**DIRECTIONS FOR THIS TASK:** Repeat the data below word for word, everything from the line containing "Locate the pointed" down to the line containing "(1316, 769)", with both of those lines included.

-- start --

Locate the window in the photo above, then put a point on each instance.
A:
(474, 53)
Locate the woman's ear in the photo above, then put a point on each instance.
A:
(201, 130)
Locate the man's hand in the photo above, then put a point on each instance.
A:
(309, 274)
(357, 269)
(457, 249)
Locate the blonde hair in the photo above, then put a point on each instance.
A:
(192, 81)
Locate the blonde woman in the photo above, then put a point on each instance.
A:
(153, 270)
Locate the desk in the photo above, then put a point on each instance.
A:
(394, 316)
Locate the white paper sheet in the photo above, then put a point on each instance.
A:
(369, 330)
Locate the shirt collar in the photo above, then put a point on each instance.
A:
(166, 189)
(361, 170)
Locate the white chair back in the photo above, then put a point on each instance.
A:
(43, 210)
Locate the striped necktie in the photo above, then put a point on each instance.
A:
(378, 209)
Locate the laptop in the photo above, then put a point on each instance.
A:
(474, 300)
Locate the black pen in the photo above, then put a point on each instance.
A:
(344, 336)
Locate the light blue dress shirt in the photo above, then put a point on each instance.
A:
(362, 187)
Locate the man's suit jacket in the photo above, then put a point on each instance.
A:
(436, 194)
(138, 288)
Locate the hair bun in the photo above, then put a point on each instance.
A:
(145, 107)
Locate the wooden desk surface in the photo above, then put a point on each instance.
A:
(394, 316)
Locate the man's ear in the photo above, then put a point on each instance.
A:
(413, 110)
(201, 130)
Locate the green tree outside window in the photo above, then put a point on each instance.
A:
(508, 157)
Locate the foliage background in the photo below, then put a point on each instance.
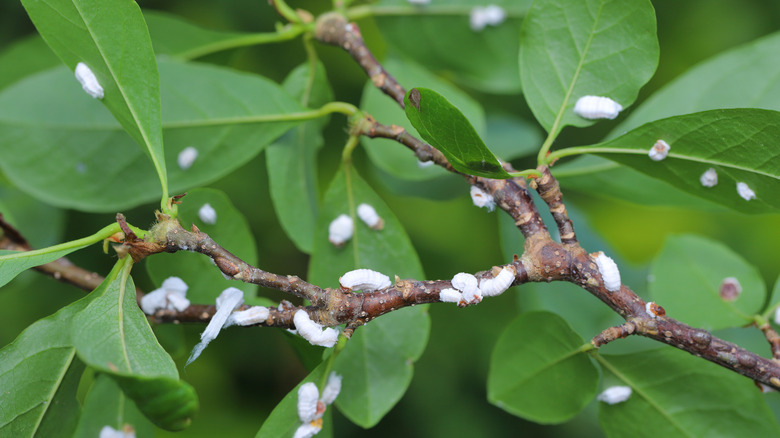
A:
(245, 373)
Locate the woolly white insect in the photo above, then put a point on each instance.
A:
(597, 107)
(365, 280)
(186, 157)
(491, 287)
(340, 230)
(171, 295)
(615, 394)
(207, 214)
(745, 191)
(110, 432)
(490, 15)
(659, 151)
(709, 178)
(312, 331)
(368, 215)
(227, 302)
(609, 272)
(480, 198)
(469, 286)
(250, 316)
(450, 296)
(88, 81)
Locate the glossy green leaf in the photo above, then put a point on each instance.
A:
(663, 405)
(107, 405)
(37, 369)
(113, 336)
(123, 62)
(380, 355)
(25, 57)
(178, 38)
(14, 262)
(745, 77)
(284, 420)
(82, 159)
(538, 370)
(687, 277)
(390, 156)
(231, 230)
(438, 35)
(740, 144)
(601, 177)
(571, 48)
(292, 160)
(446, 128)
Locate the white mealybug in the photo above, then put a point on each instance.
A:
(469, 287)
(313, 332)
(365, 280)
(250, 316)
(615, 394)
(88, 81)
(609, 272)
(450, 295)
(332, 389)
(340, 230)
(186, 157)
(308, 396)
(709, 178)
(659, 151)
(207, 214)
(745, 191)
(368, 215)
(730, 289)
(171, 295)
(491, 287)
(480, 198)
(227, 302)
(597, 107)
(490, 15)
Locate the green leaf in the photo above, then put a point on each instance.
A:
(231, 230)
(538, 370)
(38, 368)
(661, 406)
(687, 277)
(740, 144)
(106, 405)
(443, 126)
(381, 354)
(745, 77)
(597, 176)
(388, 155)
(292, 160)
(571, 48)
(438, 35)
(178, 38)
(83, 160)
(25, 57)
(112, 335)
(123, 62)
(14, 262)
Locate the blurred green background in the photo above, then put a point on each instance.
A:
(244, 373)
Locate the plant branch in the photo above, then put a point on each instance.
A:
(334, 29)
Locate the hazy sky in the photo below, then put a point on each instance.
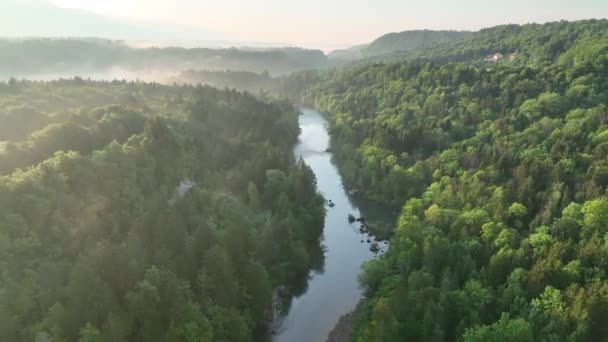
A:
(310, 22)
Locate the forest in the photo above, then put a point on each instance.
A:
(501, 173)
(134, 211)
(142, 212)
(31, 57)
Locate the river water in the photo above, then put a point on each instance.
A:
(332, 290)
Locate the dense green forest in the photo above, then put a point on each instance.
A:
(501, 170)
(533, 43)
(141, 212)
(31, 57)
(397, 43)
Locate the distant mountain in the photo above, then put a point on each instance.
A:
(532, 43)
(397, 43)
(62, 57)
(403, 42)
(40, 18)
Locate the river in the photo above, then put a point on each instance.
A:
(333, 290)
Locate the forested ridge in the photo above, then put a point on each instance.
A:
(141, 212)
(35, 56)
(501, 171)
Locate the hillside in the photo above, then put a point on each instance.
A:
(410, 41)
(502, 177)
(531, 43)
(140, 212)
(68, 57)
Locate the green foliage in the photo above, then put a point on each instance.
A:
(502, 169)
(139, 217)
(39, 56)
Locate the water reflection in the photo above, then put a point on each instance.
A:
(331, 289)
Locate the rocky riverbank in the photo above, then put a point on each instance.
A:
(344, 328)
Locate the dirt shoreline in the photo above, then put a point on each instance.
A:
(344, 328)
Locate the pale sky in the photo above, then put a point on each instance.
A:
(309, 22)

-- end --
-- start --

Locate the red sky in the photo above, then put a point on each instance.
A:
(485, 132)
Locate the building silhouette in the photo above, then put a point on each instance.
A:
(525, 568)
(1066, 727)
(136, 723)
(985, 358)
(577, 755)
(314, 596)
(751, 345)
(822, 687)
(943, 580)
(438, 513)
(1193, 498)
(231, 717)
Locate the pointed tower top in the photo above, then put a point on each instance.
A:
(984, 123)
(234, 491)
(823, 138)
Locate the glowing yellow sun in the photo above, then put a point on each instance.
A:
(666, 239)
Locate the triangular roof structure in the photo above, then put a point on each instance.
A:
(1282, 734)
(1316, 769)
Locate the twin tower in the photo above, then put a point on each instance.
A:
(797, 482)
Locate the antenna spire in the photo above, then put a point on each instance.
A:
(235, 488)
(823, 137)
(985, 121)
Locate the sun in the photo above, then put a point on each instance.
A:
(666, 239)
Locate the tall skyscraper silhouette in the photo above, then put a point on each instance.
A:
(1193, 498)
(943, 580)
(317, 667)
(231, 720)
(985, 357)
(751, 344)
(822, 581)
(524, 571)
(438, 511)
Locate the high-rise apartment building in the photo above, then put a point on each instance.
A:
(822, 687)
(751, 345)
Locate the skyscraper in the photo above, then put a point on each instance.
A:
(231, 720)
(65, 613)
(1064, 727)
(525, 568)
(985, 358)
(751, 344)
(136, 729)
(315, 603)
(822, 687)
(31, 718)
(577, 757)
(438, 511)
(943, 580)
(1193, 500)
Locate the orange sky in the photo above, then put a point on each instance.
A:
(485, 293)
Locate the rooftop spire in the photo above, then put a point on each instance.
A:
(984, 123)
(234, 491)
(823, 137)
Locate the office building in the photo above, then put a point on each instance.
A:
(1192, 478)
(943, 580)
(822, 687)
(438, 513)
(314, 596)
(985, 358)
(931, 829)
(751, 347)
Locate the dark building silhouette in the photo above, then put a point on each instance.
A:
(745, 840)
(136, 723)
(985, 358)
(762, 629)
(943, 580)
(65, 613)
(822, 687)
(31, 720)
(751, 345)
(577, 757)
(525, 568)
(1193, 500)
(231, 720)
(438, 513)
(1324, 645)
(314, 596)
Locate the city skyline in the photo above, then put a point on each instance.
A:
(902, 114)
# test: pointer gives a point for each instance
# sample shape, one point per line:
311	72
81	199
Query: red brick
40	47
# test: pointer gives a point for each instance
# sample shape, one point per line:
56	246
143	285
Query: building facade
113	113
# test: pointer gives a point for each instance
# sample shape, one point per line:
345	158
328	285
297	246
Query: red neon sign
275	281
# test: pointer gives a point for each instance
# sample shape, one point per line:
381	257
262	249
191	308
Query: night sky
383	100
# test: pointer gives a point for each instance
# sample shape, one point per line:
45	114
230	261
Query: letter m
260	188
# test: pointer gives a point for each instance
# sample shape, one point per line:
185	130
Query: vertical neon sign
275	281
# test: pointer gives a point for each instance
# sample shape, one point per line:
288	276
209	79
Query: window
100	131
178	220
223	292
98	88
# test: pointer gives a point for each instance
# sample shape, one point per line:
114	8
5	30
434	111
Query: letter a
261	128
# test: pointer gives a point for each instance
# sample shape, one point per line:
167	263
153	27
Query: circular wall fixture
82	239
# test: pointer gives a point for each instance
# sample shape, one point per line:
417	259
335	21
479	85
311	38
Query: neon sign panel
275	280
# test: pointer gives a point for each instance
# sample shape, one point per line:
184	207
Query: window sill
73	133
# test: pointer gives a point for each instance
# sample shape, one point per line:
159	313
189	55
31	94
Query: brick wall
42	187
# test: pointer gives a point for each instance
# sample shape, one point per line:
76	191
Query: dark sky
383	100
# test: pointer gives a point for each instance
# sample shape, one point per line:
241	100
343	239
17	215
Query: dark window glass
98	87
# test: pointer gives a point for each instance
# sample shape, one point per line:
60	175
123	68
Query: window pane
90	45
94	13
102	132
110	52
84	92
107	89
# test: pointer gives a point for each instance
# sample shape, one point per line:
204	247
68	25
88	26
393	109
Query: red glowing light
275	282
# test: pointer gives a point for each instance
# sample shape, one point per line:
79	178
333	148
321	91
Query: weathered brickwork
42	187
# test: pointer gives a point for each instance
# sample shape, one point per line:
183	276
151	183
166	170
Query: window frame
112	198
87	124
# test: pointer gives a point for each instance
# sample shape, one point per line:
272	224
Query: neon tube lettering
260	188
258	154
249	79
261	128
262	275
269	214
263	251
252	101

-- end --

**RESULT FOR THIS TASK:**
Locate the pointed tower top in the photo above, then put a point on each instance.
A:
(984, 123)
(234, 491)
(823, 138)
Locate the glowing yellow sun in the photo above, then put a point on each instance.
A:
(666, 239)
Locate the triangular roof structure in the photo above, then put a point on each instance.
A:
(1282, 734)
(1316, 769)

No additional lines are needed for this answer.